▶ [Excerpt to read]
# # # #
We investigated the importance of hypoxia on lipid metabolism in macrophages. Our results show that hypoxia increases the formation of triglyceride-containing lipid droplets in the cell by increasing the expression of ADRP and the rate of triglyceride biosynthesis and by reducing the rate of ß-oxidation of fatty acids.
Materials and Methods
For detailed Material and Methods, please see the online supplement, available at http://atvb.ahajournals.org.
Results
Hypoxic Treatment of Human Macrophages Results in Increased Accumulation of Triglyceride-Containing Cytosolic Lipid Droplets
Exposure of human macrophages to a hypoxic environment (1% oxygen) for 24 hours resulted in a 3.9±2.8-fold (n=3; P <0.001) increase in the size of the pool of cytosolic lipid droplets (measured as the total area of Oil Red O-stained lipid droplets) ( Figure 1A and 1 B). This corresponded with an increase in the amount of cellular triglycerides from 0.334±0.057 µg/µg cell protein in control cells to 0.577±0.087 µg/µg cell protein in the cells exposed to hypoxia ( P <0.001; Figure 1 C). Neither the amount of cholesterol nor that of cholesterol ester was influenced by hypoxia ( Figure 1D and 1 E).
Figure 1. Hypoxia increases the accumulation of cytosolic lipid droplets and cellular triglycerides but not cellular cholesterol esters and unesterified cholesterol in human macrophages. A, Micrograph of Oil Red O-stained control macrophages and macrophages exposed to hypoxia (1% O 2 for 24 hours). B, Quantification of the pool of cytosolic lipid droplets (measured as total area of Oil Red O-stained lipid droplets per cell) in control macrophages and macrophages exposed to hypoxia. The results are mean±SD of all cells present in 20 randomly selected micrographs from 3 different donors. C through E, The effect of hypoxia on the cellular levels of triglycerides (C) cholesterol (D), and cholesterol esters (E). Results (µg/µg cellular protein) are mean±SD of an experiment based on macrophages from 3 donors (analyzed in triplicate).
Exposure to hypoxia for up to 72 hours did not have any effect on cell viability (measured by trypan blue exclusion) nor on caspase 3 activity (the principal effector caspase of apoptosis 13; supplemental Figure IA and IB, available online at http://atvb.ahajournals.org), arguing against the possibility that accumulation of lipid in the hypoxic macrophages is the result of phagocytosis of cells that had died during the hypoxia.
# # # #
▶ [Data for analysis]
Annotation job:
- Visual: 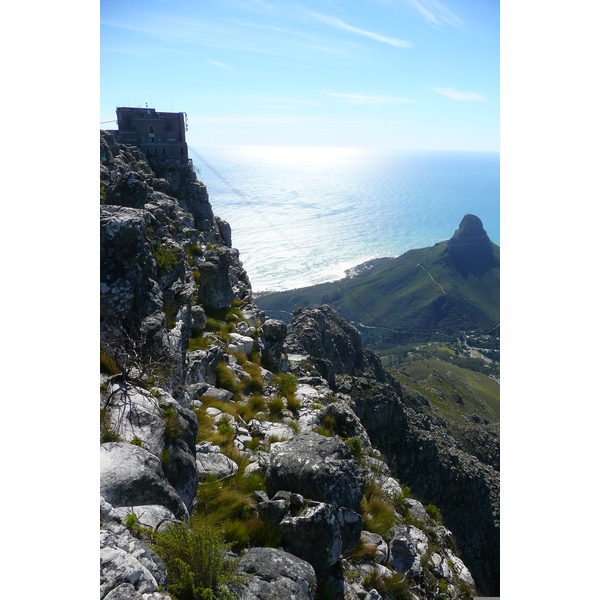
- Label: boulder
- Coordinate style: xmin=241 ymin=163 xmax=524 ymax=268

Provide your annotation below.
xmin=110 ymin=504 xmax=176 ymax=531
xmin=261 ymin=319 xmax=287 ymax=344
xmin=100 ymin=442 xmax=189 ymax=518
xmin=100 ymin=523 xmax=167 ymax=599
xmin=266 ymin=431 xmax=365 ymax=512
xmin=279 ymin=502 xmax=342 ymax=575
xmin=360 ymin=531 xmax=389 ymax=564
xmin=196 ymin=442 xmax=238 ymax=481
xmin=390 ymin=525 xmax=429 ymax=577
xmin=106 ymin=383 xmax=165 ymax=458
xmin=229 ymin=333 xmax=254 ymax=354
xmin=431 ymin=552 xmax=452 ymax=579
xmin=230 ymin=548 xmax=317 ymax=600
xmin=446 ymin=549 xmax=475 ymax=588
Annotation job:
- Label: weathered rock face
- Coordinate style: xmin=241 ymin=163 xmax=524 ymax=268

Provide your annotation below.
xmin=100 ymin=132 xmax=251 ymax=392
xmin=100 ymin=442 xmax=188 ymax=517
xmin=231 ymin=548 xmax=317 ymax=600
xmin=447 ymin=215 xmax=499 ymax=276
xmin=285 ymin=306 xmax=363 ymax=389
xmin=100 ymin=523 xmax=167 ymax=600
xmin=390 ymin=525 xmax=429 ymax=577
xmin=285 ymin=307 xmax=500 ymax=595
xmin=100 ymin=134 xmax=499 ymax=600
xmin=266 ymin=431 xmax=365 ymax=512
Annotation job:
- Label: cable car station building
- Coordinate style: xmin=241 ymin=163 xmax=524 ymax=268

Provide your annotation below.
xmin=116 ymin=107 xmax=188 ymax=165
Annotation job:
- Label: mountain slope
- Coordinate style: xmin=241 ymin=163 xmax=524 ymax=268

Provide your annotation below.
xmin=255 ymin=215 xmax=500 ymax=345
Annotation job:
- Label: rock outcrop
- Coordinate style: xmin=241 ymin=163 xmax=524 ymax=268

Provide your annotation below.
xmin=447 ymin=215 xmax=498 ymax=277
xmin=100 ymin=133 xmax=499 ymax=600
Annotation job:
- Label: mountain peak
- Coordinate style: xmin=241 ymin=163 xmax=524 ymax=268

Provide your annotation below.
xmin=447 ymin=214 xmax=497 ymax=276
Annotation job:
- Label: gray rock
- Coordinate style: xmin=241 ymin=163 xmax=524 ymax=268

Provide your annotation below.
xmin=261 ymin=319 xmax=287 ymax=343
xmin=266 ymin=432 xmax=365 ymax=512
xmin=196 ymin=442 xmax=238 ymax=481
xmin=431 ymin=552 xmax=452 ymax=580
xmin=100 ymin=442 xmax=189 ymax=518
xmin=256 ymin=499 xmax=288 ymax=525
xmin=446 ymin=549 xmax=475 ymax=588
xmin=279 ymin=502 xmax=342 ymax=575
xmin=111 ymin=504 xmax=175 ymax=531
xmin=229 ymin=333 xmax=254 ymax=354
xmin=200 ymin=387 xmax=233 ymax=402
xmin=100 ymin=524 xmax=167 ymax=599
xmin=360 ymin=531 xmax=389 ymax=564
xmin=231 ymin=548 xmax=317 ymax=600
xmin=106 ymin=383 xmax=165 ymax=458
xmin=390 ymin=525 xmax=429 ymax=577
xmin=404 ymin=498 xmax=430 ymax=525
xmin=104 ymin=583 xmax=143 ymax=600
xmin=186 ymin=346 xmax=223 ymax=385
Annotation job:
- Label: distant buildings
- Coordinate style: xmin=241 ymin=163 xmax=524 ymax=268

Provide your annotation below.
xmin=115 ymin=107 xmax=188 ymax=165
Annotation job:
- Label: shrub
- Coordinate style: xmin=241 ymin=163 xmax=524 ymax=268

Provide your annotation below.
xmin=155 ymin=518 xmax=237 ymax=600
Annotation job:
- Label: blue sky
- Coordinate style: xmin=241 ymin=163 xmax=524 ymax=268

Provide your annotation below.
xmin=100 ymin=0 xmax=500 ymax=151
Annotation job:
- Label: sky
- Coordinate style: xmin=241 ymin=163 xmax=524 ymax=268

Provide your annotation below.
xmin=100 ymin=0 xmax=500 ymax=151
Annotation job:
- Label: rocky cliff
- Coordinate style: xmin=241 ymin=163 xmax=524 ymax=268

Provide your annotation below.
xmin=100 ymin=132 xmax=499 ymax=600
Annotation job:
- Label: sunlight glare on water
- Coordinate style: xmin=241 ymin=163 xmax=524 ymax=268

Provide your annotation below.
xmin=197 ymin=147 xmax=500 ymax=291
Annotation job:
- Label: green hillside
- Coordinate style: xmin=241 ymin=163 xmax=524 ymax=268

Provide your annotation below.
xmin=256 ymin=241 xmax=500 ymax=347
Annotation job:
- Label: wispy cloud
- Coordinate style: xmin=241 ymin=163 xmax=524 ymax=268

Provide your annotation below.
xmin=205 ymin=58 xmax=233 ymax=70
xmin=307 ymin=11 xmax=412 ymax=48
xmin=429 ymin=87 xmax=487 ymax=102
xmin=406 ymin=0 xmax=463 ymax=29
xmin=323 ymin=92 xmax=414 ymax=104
# # # #
▶ [Prompt 1]
For the excerpt on hypoxia and lipid metabolism in macrophages, decide whether each statement agrees with it. Answer yes or no, and quote the words from the excerpt that decide each one. (a) Hypoxia changed the amount of cholesterol ester in the macrophages. (b) The hypoxic environment contained 1% oxygen. (c) Exposure to hypoxia for up to 72 hours reduced cell viability.
▶ [Prompt 2]
Carry the excerpt on hypoxia and lipid metabolism in macrophages forward from its final sentence.

▶ [Output 1]
(a) No: "Neither the amount of cholesterol nor that of cholesterol ester was influenced by hypoxia"
(b) Yes: "a hypoxic environment (1% oxygen) for 24 hours"
(c) No: "Exposure to hypoxia for up to 72 hours did not have any effect on cell viability"

▶ [Output 2]
To address the possibility that the accumulation of triglycerides was caused by keeping the cells in culture, we investigated the effect of incubation with oxidized LDL (oxLDL). Treatment with oxLDL under normoxic conditions resulted in a 3.4±2.9-fold ( P <0.001) increase in the pool of cytosolic lipid droplets ( Figure 2A and 2 B), verifying the observations that such treatment can convert macrophages into foam cells. 14 This increase corresponded with an increase in the cellular content of cholesterol ester from 0.0081±0.0016 to 0.0484±0.0221 µg/µg cell protein ( P <0.001; Figure 2 C). There were no increases in the cellular levels of triglycerides ( Figure 2 D).
Figure 2. Incubation of human macrophages with oxidized LDL under normoxic conditions increases the size of the pool of cytosolic lipid droplets and the cellular content of cholesterol esters but not that of triglycerides. A and B, Incubation of macrophages with 50 µg/mL of oxLDL under normoxic conditions increases the cytosolic pool of lipid droplets when compared with control cells. A, Micrograph. B, Quantification of the pool of cytosolic lipid droplets (measured as total area of Oil Red O-stained lipid droplets per cell) in control macrophages and macrophages exposed to hypoxia. The results are mean±SD of all cells present in 20 randomly selected micrographs from 3 different donors. C and D, Effect of incubation with oxLDL on the cellular levels of cholesterol esters (C) and triglycerides (D) in macrophages cultured under normoxic conditions. Results (µg/µg cellular protein) are mean±SD of an experiment based on macrophages from 3 donors (analyzed in triplicate).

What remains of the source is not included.